• PROBLEM DETAILS
Collect every line of the records below that contains the word "query", counting uppercase and lowercase letters as different.

• RECORDED INFORMATION
Begin

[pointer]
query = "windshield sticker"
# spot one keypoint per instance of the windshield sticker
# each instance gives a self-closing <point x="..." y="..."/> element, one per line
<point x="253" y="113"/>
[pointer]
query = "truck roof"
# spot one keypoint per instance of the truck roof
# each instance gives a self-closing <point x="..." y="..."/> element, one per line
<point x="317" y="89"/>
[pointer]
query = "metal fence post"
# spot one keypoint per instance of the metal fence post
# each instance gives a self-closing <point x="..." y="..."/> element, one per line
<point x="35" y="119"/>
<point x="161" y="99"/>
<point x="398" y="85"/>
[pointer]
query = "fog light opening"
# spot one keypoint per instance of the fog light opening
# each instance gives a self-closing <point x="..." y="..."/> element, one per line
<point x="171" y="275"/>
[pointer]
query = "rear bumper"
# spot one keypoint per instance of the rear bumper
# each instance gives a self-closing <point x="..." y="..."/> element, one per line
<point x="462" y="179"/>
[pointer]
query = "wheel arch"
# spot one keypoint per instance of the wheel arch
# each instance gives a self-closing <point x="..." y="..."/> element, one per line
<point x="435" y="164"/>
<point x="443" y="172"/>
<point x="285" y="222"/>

End

• SOLVED PROBLEM
query = "windshield sticker"
query = "truck roof"
query = "metal fence post"
query = "fog light opening"
query = "rear bumper"
query = "wheel arch"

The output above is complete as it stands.